━━ Excerpted records ━━
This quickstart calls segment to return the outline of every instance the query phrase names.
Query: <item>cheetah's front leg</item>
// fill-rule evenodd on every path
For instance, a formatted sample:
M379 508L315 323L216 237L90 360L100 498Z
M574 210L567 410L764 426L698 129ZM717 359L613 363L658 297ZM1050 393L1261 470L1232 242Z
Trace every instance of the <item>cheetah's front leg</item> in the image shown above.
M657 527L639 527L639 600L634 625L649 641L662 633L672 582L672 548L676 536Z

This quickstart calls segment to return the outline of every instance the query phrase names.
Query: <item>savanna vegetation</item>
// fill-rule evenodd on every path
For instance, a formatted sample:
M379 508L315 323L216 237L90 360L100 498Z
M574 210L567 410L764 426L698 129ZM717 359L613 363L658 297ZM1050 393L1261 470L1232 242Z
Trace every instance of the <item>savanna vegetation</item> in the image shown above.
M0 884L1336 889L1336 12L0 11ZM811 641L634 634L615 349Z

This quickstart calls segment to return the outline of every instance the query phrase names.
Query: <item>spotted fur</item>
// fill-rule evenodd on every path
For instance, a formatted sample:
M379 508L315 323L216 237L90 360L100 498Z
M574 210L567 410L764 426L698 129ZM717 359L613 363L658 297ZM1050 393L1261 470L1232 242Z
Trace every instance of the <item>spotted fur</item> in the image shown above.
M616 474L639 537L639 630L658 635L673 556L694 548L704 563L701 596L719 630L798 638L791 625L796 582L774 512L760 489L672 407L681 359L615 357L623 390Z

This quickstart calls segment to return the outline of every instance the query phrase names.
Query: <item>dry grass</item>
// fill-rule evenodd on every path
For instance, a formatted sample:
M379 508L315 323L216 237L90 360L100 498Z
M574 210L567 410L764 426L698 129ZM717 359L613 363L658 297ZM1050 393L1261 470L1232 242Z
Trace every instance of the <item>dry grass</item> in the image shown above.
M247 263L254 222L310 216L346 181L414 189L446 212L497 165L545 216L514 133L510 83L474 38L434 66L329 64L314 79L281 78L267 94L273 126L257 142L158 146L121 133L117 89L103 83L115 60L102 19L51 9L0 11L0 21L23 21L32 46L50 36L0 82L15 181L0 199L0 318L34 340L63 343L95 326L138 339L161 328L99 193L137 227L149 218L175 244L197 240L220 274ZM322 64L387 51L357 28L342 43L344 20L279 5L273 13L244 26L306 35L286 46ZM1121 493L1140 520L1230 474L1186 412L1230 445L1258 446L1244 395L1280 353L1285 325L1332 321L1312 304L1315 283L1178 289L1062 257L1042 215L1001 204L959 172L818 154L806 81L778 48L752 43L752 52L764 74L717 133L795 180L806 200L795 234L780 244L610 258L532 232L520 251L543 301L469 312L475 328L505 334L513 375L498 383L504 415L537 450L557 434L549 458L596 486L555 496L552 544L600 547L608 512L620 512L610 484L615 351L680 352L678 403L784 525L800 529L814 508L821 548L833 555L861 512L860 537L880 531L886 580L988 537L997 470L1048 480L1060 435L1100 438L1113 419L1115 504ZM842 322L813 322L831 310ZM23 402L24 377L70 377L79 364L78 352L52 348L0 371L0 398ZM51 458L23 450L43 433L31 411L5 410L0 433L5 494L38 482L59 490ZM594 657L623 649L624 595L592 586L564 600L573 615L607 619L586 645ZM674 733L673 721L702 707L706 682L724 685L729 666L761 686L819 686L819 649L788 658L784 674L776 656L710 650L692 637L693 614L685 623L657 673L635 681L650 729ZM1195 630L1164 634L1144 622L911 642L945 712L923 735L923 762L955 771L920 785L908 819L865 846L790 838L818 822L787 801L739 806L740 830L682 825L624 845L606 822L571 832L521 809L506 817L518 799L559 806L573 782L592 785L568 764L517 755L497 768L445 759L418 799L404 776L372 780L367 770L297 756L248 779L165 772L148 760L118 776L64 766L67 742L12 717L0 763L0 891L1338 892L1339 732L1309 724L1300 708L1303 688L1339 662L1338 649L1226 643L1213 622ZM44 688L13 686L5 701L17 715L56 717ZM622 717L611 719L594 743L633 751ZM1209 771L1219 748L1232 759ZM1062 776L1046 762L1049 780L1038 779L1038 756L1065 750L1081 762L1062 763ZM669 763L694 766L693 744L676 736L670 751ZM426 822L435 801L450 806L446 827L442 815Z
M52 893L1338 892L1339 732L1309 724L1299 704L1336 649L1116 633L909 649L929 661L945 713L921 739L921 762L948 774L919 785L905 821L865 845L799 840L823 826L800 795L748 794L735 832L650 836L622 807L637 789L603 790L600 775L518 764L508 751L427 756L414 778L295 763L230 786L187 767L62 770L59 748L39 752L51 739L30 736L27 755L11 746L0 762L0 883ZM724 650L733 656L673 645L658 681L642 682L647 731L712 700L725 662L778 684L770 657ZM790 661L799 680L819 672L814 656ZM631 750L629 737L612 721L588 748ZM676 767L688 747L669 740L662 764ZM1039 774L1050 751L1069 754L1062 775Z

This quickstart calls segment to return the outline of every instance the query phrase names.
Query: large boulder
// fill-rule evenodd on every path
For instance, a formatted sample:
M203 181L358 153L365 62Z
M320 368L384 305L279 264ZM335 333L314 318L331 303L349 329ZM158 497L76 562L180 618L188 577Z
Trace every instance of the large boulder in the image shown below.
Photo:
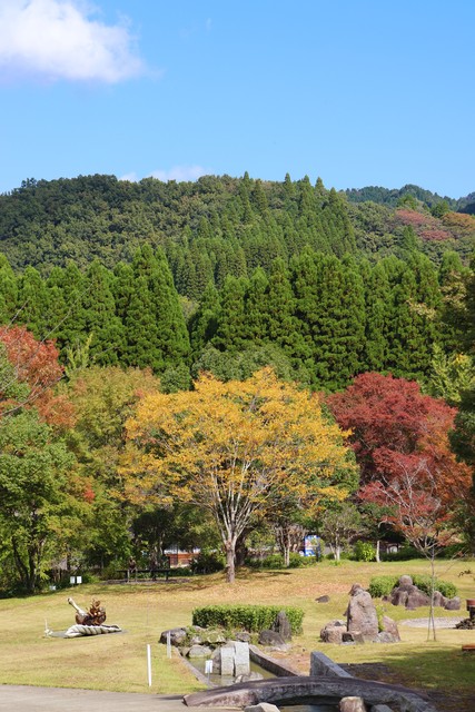
M268 645L269 647L278 647L280 650L287 650L287 643L276 631L260 631L259 645Z
M285 611L280 611L277 614L277 617L273 625L273 631L279 633L284 641L291 640L291 625Z
M432 602L435 606L445 609L448 599L442 595L441 591L434 591L434 595L432 597Z
M446 611L459 611L461 610L461 599L459 596L454 596L453 599L448 599L444 609Z
M188 657L209 657L212 651L208 645L191 645L187 655Z
M346 625L342 621L330 621L320 631L324 643L343 643L343 634L346 633Z
M168 631L164 631L160 635L160 643L167 644L168 634L170 634L170 643L176 647L179 647L185 643L187 639L187 629L186 627L171 627Z
M399 630L396 621L393 621L388 615L384 615L382 620L382 633L385 633L385 643L397 643L400 641ZM382 635L379 633L379 636ZM380 637L379 637L380 640Z
M347 630L349 633L360 633L365 643L370 643L378 634L378 616L373 599L359 584L354 584L349 594Z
━━━
What you should do: Copy the rows verbatim, beginning with their first line and ending after the line that contains "Trace every instance of the <item>cheetah's".

Reply to the exercise:
This quickstart calls segment to return the outline of every instance the query phrase names.
Query: <item>cheetah's front leg</item>
// fill-rule evenodd on every path
For instance, a formatted sample:
M379 508L315 323L216 237L90 360L100 498Z
M574 210L567 410L764 426L698 129ZM717 359L613 363L658 297ZM1050 393L1261 470L1232 242Z
Trace every instance of the <item>cheetah's front leg</item> in the image shown above.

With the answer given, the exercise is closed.